__Task material__
────────────────────

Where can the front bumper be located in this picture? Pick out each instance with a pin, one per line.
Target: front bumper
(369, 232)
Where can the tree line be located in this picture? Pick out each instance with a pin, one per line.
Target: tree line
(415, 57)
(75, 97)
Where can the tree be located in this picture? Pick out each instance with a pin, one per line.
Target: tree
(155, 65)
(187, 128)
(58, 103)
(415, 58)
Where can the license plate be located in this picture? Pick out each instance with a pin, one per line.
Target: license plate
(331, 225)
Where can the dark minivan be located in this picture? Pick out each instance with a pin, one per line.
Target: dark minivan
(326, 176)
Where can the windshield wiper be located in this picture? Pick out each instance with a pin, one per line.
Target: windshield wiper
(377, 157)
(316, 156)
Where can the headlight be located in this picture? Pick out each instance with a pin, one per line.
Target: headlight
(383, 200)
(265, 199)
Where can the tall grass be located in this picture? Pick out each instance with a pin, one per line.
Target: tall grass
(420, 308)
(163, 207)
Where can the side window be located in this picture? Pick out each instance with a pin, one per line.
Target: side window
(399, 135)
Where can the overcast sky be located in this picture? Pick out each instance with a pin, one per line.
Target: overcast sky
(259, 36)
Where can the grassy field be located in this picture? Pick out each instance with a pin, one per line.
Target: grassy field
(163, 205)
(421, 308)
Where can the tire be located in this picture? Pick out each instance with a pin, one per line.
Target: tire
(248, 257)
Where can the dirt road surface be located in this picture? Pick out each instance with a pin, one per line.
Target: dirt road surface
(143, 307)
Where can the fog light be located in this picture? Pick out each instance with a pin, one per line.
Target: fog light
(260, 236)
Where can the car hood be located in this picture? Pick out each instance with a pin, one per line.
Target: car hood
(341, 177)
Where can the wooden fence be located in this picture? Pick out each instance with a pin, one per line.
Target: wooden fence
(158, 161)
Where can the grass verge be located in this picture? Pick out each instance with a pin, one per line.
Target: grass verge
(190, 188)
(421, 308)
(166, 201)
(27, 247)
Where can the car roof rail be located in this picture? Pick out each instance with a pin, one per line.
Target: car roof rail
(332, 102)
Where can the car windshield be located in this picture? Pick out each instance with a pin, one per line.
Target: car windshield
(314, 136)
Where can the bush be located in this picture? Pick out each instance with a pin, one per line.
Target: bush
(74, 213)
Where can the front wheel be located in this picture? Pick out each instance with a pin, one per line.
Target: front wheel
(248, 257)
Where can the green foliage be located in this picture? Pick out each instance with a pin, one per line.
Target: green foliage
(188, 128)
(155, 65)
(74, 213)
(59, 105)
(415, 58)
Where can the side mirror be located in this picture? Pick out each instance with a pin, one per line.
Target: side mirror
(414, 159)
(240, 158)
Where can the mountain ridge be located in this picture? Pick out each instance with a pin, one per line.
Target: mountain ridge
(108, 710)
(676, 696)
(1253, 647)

────────────────────

__Stated goal__
Print every entry exactly as it appears.

__Response__
Where can the front bumper be located in this picture? Pick out each instance with a pin, one per line.
Target: front bumper
(369, 232)
Where can the tree line be located in this picture? Pick out each instance with a pin, one per line.
Target: tree line
(415, 57)
(75, 97)
Where can the tree be located in this picture? Pick out each instance with a pin, one per line.
Target: tree
(155, 65)
(187, 128)
(58, 103)
(415, 58)
Where can the license plate be located in this picture? Pick out each instance with a pin, one per line.
Target: license plate
(331, 225)
Where can the dark minivan be located in this picture? Pick out each instance with a pin, one per line.
Target: dark minivan
(326, 176)
Where can the windshield wiper be located in this picture? Pick out each instance with a pin, one per line.
Target: windshield wiper
(377, 157)
(316, 156)
Where can the headlight be located in this picture? Pick out each instance with a pin, one per line.
Target: headlight
(383, 200)
(265, 199)
Where can the tall grass be located in this picture? Pick out each instance with a pin, one per line.
Target: tall grass
(420, 308)
(163, 207)
Where can the side window be located in this picture? Pick out each instance with a pin, one per line.
Target: side window
(399, 135)
Where can the overcast sky be located in this picture? Pick out each instance with a pin, one per line.
Target: overcast sky
(259, 36)
Where can the grassy field be located in this picture? Pick out each instance with a pin, one per line.
Target: grassy field
(163, 205)
(421, 308)
Where can the tire be located in this picture? Pick out each instance with a pin, one per line.
Target: tire
(248, 257)
Where can the dirt road surface be located in this picture? Pick out each instance with a pin, one per line.
Target: dirt road surface
(143, 307)
Where can the fog light be located in this picture? Pick out each instance with a pin, one per line.
Target: fog light
(260, 236)
Where can the car hood be located in this picture? Pick out each instance with a pin, one per line.
Target: car hood
(341, 177)
Where can the wooden fence be located in this picture? Pick out each instance with a pin, one per line.
Target: wooden fence
(158, 161)
Where can the grass verge be located in this picture? Pick out each instance with a pin, one per line.
Target: grass verge
(190, 188)
(421, 308)
(166, 201)
(27, 247)
Where can the car roof rail be located in this picture? Pick out each instance with a pin, one per line.
Target: car roof rail
(332, 102)
Where can the car windshield be located in this picture? Pick out each instance with a pin, one per line.
Target: car windshield
(314, 136)
Where can the bush be located in this picture? Pick out each instance with a pin, one per line.
Target: bush
(74, 213)
Where can the front wheel be located in this picture? Pick out each instance with a pin, one per line.
Target: front wheel
(248, 257)
Where can the green foliage be located in this picture? Pick out each instance with a pin, one per line.
Target: green foliage
(188, 128)
(155, 65)
(74, 213)
(59, 105)
(415, 58)
Where can the side mirror be located in this picture? Pick out each instance with a pin, one per line.
Target: side mirror
(414, 159)
(240, 158)
Where can the mountain ridge be located in this picture? Pick out each instance with a pin, one per line.
Target: mountain ridge
(108, 710)
(676, 696)
(1253, 647)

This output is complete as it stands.